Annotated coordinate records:
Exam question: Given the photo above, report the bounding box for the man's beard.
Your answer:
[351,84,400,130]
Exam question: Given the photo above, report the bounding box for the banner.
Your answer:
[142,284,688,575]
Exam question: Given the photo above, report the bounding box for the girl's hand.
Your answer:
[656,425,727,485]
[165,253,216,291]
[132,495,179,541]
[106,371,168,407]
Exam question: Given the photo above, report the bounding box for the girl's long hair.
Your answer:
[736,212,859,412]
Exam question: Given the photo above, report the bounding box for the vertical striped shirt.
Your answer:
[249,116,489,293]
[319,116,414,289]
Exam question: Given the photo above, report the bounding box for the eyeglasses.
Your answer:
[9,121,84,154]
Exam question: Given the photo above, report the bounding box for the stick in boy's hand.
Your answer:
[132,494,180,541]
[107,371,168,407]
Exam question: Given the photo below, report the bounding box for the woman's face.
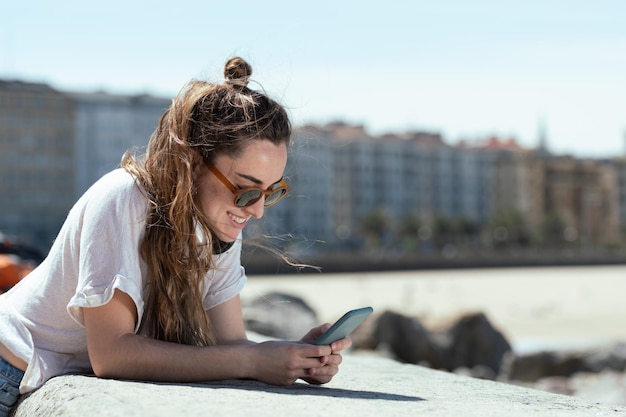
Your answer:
[196,140,287,242]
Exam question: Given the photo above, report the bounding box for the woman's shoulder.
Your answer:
[78,168,147,216]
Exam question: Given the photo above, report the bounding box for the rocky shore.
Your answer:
[243,266,626,405]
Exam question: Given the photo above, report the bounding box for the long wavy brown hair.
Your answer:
[122,57,291,346]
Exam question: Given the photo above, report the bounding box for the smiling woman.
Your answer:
[0,58,351,417]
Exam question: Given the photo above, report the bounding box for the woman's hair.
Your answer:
[122,57,291,346]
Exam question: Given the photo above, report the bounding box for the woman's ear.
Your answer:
[191,149,206,185]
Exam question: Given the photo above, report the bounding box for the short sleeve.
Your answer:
[67,170,147,328]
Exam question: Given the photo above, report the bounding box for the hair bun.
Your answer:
[224,57,252,88]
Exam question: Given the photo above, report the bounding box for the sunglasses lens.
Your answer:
[235,190,263,207]
[265,188,287,206]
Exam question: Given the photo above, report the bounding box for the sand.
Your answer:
[242,266,626,353]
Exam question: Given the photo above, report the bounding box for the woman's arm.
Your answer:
[83,290,336,385]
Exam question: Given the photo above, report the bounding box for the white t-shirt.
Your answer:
[0,169,246,393]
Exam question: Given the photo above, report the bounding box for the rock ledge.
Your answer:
[14,353,626,417]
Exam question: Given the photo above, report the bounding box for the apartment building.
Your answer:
[258,123,626,250]
[0,80,171,247]
[68,92,171,198]
[0,80,626,251]
[0,80,75,245]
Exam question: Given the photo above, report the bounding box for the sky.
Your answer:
[0,0,626,158]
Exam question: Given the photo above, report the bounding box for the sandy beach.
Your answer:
[242,265,626,353]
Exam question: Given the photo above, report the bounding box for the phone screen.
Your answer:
[313,307,374,345]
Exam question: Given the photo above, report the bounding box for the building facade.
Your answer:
[0,80,171,247]
[0,80,76,245]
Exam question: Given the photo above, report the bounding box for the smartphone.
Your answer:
[313,307,374,345]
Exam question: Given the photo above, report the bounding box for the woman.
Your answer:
[0,58,351,416]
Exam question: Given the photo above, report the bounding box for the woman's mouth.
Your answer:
[228,213,248,226]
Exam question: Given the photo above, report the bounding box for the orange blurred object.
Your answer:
[0,254,33,293]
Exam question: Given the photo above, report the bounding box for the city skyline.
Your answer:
[0,0,626,157]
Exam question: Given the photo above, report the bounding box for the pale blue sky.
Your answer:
[0,0,626,157]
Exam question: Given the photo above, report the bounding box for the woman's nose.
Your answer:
[246,196,265,219]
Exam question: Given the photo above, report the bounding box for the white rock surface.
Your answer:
[14,354,626,417]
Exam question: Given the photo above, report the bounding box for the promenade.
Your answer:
[242,265,626,353]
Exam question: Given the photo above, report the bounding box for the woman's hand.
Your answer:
[301,323,352,384]
[247,341,341,385]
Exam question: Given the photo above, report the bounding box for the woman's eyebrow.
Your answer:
[235,172,282,187]
[235,172,263,185]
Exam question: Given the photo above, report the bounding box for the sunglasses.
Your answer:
[209,165,290,207]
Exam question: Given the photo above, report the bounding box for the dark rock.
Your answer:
[582,343,626,373]
[444,313,511,375]
[242,292,320,340]
[373,311,443,368]
[507,351,584,382]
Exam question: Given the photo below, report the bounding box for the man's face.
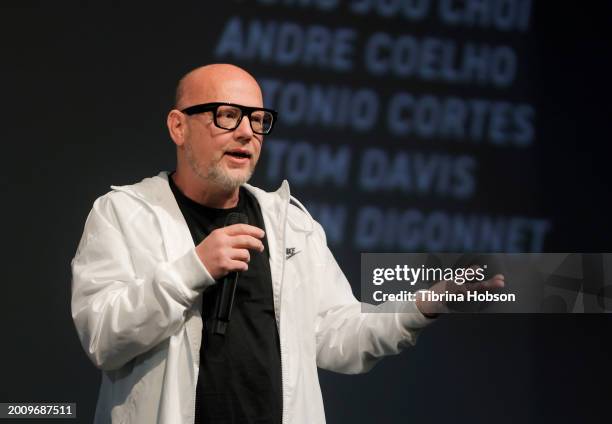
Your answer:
[184,78,263,191]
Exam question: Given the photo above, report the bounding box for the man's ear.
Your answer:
[166,109,187,146]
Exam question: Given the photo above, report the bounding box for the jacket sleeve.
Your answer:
[315,224,435,374]
[71,196,214,370]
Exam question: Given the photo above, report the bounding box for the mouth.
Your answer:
[225,149,252,159]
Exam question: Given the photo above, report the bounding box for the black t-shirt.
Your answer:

**Goal**
Can you give all the records again with "Your answer" swapped for "Response" and everything else left unchanged, leaving the pictures out?

**Solved exercise**
Exam question: Given the photo above, report the bounding box for the man's beard.
Response:
[351,84,400,130]
Exam question: Given the photo above, report the bounding box for the banner.
Response:
[142,284,688,575]
Exam question: Given the photo above, report the bounding box for the girl's hand.
Response:
[656,425,727,485]
[165,253,216,291]
[132,495,179,541]
[106,371,168,407]
Exam question: Given the photo above, report the bounding box for the girl's long hair.
Response:
[736,212,859,412]
Exam question: Given the photo above, report the bounding box for the vertical striped shirt.
Response:
[249,116,489,293]
[319,116,414,289]
Exam question: Given the photo above, report the bounding box for the eyeglasses.
Response:
[9,121,84,154]
Exam question: Given the photo above, report the bounding box for the stick in boy's hand.
Response:
[132,494,180,541]
[107,371,168,407]
Exam question: Given the photo below, report the bounding box for the woman's face.
Response:
[196,140,287,242]
Exam question: Given the photo above, report the bounding box for the woman's shoulder.
Response:
[78,168,147,216]
Exam question: Given the photo above, report the bounding box for the rocky shore.
Response:
[243,266,626,405]
Exam question: Given the photo above, report the bounding box for the long wavy brown hair.
Response:
[122,57,291,346]
Exam question: Given the photo above, report the bounding box for the smiling woman.
Response:
[0,58,351,417]
Exam question: Given the photo above, report the bounding box for the woman's hair.
Response:
[122,57,291,346]
Exam question: Given the photo above, report the bounding box for the woman's ear.
Response:
[191,149,206,185]
Exam question: Given the photo above, report the bounding box for the short sleeve.
Response:
[67,170,147,328]
Exam question: Given the photo above, report the bounding box for the hair bun.
Response:
[224,57,252,88]
Exam question: Given the photo above, report the bounding box for the sunglasses lens.
Response:
[235,190,263,207]
[265,188,287,206]
Exam question: Given the photo above, report the bounding box for the sand.
Response:
[242,266,626,353]
Exam question: Given the photo above, report the bounding box for the woman's arm.
Response:
[83,290,336,385]
Exam question: Given the photo above, report the bounding box for the white t-shirt.
Response:
[0,169,246,393]
Exam question: Given the photo above, report the bounding box for the rock ledge.
Response:
[14,353,626,417]
Exam question: Given the photo above, report the bounding box for the apartment building.
Response:
[258,123,626,250]
[0,80,171,247]
[68,92,171,198]
[0,80,626,251]
[0,80,75,245]
Exam question: Given the photo above, report the bounding box for the sky.
Response:
[0,0,626,158]
Exam question: Given the photo above, report the bounding box for the sandy beach.
Response:
[242,265,626,353]
Exam question: Given the photo above, report the bounding box for the phone screen.
Response:
[313,307,374,345]
Exam question: Given the photo above, report the bounding box for the building facade.
Response:
[0,80,171,247]
[0,80,76,245]
Exam question: Given the photo above, report the bounding box for the smartphone.
Response:
[313,307,374,345]
Exam question: Given the photo above, report the bounding box for the woman.
Response:
[0,58,351,416]
Exam question: Given the photo above, report the bounding box for the woman's mouth.
Response:
[228,213,248,226]
Exam question: Given the photo above, report the bounding box for the orange blurred object.
Response:
[0,254,33,293]
Exam question: Given the photo above, report the bounding box for the city skyline.
Response:
[0,0,626,157]
Exam question: Given the photo above, report the bounding box for the pale blue sky.
Response:
[0,0,626,157]
Exam question: Given the photo above, report the bounding box for the woman's nose.
Response:
[246,196,265,219]
Exam question: Given the photo above, report the bounding box for the white rock surface.
Response:
[14,354,626,417]
Exam question: Given the photo above, report the bounding box for the promenade.
Response:
[242,265,626,353]
Exam question: Given the photo above, report the bounding box for the woman's hand.
Response:
[301,323,352,384]
[247,341,341,385]
Exam question: Given the photo above, report the bounding box for the woman's eyebrow.
Response:
[235,172,282,187]
[235,172,263,185]
Exam question: Given the photo above, report the bounding box for the sunglasses.
Response:
[209,165,290,207]
Exam question: Given the photo above, report the bounding box for the dark rock.
Response:
[582,343,626,373]
[444,313,511,375]
[242,292,320,340]
[373,311,443,368]
[507,351,584,382]
Exam question: Given the photo below, report the bounding box for the man's face.
Response:
[184,78,263,191]
Exam question: Given the photo above, report the bounding box for the man's ear.
Response:
[166,109,187,146]
Exam question: Given the photo above, report the bounding box for the jacket sleeve.
Response:
[315,224,435,374]
[71,196,214,370]
Exam question: Given the photo above, report the bounding box for the mouth.
Response:
[225,149,252,159]
Exam question: Given the photo above, report the bounding box for the black t-shirt.
Response:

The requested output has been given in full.